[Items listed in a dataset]

○ ○ ○ ○

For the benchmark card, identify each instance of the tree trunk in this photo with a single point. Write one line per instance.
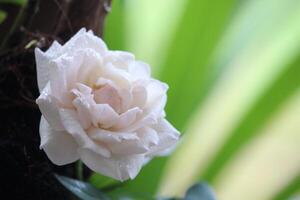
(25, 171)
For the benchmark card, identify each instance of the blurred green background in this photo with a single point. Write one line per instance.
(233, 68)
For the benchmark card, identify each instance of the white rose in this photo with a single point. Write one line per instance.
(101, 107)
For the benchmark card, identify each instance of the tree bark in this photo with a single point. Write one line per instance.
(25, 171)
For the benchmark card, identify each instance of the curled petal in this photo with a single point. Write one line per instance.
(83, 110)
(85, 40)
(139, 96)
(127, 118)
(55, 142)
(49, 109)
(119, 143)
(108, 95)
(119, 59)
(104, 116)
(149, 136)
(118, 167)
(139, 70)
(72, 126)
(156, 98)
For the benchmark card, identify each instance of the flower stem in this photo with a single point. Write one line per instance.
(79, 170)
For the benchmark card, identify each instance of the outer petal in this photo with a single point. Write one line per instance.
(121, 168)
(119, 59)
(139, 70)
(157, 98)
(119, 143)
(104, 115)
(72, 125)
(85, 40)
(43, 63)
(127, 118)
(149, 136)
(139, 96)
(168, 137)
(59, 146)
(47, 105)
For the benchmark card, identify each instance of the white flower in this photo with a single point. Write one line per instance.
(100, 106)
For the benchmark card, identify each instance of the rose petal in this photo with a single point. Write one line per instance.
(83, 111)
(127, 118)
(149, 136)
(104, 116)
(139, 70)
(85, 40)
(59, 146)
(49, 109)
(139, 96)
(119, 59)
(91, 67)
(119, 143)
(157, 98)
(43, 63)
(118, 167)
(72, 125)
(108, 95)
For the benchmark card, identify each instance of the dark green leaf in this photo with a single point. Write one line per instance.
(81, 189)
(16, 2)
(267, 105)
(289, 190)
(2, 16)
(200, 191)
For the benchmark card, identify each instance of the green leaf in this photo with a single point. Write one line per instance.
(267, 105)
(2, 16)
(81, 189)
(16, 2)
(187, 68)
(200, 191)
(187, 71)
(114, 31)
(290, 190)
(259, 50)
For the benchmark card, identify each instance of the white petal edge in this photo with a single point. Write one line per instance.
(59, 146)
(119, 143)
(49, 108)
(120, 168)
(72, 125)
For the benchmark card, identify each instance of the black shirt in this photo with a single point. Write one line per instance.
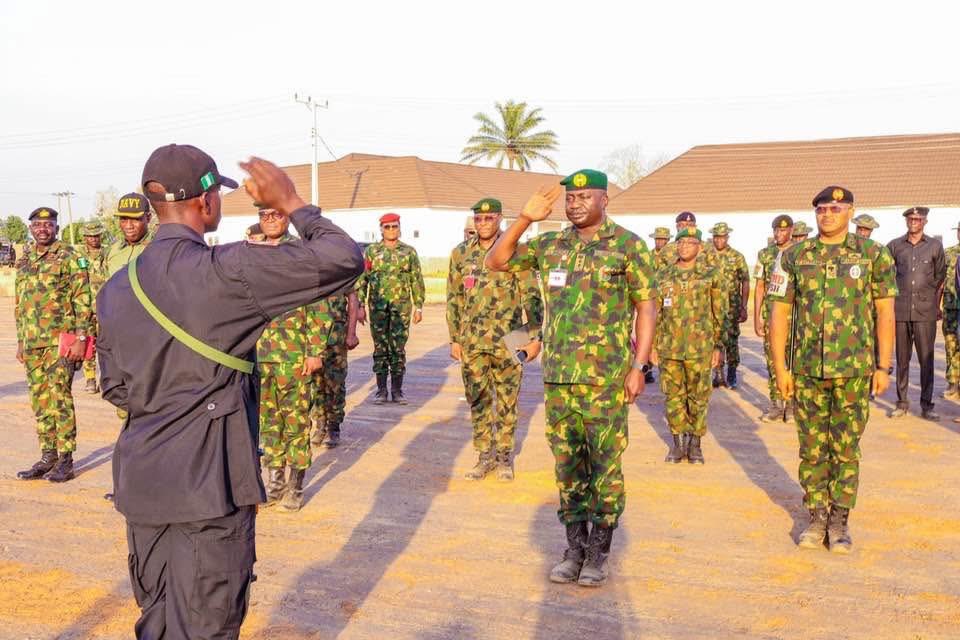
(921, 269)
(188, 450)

○ ○ ○ ○

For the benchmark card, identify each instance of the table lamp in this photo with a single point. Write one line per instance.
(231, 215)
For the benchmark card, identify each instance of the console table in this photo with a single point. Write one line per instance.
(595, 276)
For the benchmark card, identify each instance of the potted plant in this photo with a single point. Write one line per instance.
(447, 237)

○ ○ ○ ○

Directive: Pick out each line of the records that contains the word "rose", and copy those lines.

Worked answer:
For the benchmark card, identify each instance of the white rose in this photo with a single point. Write one line per instance.
For the benchmark card, identify each instance of the rose petal in this photo with a single point. Write one line per instance.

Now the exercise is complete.